Exercise aim — Reproduce the rows word for word, from the start of the rows through the line holding "(1027, 638)", with that line included.

Given entries —
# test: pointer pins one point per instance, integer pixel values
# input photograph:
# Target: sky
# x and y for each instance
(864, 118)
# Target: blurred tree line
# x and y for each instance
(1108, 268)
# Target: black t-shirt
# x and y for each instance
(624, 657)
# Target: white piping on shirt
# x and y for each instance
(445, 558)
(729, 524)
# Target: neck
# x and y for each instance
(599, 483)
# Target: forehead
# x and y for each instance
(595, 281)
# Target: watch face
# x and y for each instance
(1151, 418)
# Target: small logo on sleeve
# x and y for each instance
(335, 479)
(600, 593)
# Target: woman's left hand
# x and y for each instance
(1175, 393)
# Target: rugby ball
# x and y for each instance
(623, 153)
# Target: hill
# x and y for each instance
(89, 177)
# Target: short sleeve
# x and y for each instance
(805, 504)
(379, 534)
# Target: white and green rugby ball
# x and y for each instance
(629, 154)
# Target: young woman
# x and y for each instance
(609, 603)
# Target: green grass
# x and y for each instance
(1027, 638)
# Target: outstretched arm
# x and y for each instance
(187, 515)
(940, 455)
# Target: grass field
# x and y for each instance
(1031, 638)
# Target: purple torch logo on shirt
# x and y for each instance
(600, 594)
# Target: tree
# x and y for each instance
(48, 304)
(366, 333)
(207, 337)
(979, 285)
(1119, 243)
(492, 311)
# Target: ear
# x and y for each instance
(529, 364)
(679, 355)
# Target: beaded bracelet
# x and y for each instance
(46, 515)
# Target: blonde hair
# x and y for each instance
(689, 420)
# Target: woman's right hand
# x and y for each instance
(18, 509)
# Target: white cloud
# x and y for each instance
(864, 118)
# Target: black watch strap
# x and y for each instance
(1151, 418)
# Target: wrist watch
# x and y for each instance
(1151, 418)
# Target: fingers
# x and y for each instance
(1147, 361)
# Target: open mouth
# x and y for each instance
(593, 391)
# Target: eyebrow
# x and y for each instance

Correct result —
# test: pointer pins one point per instance, integer pixel values
# input photograph:
# Target: sky
# x and y for each instance
(864, 118)
# Target: blurred tree line
# x and y for each instance
(1108, 268)
# Target: black t-shirt
# x and y for each instance
(624, 657)
# Target: white piping on shirt
# x and y for each instance
(445, 558)
(729, 524)
# Target: neck
# x and y for each instance
(599, 483)
# Target: forehead
# x and y for each instance
(595, 281)
# Target: watch face
# x and y for each instance
(1151, 418)
# Target: small logo on sleeve
# x and y for each instance
(335, 479)
(600, 593)
# Target: woman's left hand
# x and y for each instance
(1175, 393)
# Target: rugby ball
# x and y for each instance
(623, 153)
# Target: hill
# x and y for each instance
(89, 177)
# Target: short sleeve
# x and y for each instance
(805, 504)
(379, 534)
# Target: white and green rugby ball
# x and y for each instance
(629, 154)
# Target: young woman
# x and y for each instance
(609, 603)
# Target: green grass
# x and y for each instance
(1027, 638)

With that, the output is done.